In your copy, reproduce each entry exactly and include no picture.
Segment Start: Data for processing
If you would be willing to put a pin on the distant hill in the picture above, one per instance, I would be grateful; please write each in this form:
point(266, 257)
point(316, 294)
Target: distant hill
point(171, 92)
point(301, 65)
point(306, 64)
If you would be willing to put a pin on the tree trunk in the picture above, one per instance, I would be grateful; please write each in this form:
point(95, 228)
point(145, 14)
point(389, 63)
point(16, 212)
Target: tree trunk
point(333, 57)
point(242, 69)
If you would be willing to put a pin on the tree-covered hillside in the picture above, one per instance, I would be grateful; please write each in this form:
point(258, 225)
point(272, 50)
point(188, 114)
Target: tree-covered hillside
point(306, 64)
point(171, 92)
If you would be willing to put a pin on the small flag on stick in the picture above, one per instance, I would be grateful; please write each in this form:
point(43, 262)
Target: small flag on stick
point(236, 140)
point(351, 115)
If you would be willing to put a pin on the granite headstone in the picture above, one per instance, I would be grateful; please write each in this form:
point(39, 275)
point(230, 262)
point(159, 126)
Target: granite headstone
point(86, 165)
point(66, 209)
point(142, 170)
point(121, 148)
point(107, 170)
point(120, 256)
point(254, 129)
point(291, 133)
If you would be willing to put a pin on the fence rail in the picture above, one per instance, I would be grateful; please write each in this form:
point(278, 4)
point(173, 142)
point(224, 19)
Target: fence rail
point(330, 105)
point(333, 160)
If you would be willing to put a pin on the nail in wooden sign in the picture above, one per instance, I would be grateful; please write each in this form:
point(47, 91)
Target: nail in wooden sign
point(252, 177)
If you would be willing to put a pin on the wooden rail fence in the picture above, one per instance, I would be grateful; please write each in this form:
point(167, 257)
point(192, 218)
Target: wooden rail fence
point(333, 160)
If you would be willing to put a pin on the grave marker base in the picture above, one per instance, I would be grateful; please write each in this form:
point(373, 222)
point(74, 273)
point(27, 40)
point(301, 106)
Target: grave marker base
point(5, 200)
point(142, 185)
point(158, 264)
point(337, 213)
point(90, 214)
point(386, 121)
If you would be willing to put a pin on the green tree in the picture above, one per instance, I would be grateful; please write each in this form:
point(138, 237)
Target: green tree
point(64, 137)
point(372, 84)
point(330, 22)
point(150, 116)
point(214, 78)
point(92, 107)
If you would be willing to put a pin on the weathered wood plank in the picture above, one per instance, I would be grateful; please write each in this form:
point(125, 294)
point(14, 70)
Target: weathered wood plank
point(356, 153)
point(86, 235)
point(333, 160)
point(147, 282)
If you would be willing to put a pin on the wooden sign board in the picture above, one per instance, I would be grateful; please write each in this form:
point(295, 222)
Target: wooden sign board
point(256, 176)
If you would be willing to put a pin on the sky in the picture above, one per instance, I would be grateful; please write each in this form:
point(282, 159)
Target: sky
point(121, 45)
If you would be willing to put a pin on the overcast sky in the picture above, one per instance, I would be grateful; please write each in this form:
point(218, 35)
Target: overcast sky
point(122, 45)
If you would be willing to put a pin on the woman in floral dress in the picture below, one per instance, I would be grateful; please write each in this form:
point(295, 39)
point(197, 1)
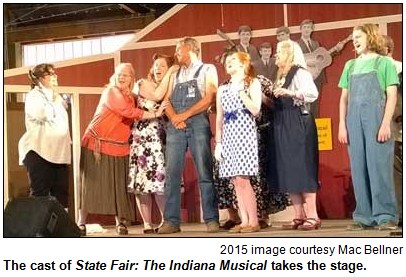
Segment End: Data for processing
Answer section =
If you would be willing to put a pin on the distant hill in the picture above, one per instance, I would be grateful; please write each in this form:
point(266, 257)
point(316, 294)
Target: distant hill
point(171, 92)
point(301, 65)
point(306, 64)
If you would be willing to put a pin on the tree trunk in the picture above, one per instance, I would be grateful; please write each in this form:
point(95, 228)
point(145, 14)
point(389, 63)
point(16, 212)
Target: tree trunk
point(333, 57)
point(242, 69)
If you would be willing to put a pin on the tree-covered hillside in the picture above, one per instance, I would be grateful; please write each in this form:
point(258, 225)
point(272, 50)
point(188, 114)
Target: tree-covered hillside
point(306, 64)
point(171, 92)
If you would be willing to put a pin on the small flag on stick in the picture above, one per instance, I would be grateful; please write each in this form:
point(43, 262)
Target: small flag on stick
point(236, 140)
point(351, 115)
If you would be willing to put a pin on the granite headstone in the picture above, one per instance, I would be grateful; please write each in this form:
point(39, 275)
point(230, 262)
point(159, 126)
Target: granite headstone
point(86, 165)
point(66, 209)
point(142, 170)
point(121, 148)
point(107, 170)
point(120, 256)
point(254, 129)
point(291, 133)
If you would be willing to put a pin on the fence rail in the picture above, one per instance, I would be grateful; please write each in this form:
point(278, 4)
point(173, 142)
point(224, 19)
Target: fence rail
point(330, 105)
point(333, 160)
If you would be willing to put a pin on the nail in wooden sign in the picture above, one per instance, I would be grateful; please write each in this form:
point(47, 91)
Target: nail in wooden sign
point(252, 177)
If you would be willing to put a pin on the wooden rail fence in the picture above, one per instance, I would be grateful; please write each in this form:
point(167, 257)
point(192, 218)
Target: wooden rail fence
point(333, 160)
If you would be willing to put a pin on the grave marker base in the picture above, one per instance, I would be grateful; please write each in this form:
point(373, 222)
point(74, 273)
point(27, 40)
point(301, 106)
Target: grave marker base
point(5, 200)
point(142, 185)
point(158, 264)
point(337, 213)
point(90, 214)
point(386, 121)
If you would be willing to put a pin on the green tree in the picture above, one per instance, I would be grateful; please write each in this form:
point(138, 237)
Target: green tree
point(64, 137)
point(372, 84)
point(330, 22)
point(150, 116)
point(214, 78)
point(92, 107)
If you would be willing to put a pin on the weathered wood plank in the picture above, one per instance, I would be grateful; please write each in this form:
point(125, 294)
point(14, 70)
Target: weathered wood plank
point(356, 153)
point(86, 235)
point(333, 160)
point(147, 282)
If you would be willing to put a pin on the wooden sign board in the picture above, one per instance, I would be grateful; please write each in this form:
point(295, 222)
Target: wooden sign board
point(256, 176)
If you would be willing to put a pin on the sky in the picture above, one per instance, I would be grateful; please write each in this form:
point(282, 159)
Target: sky
point(121, 45)
If you would be willing to put a pin on the overcast sky in the picture above, one per instance, I would be grateful; please write each in this form:
point(218, 35)
Target: overcast sky
point(122, 45)
If you would be willing to put a pin on the woman in floral dress in the picture below, one per instance, I would be grateful; please write each in this form:
point(295, 39)
point(197, 1)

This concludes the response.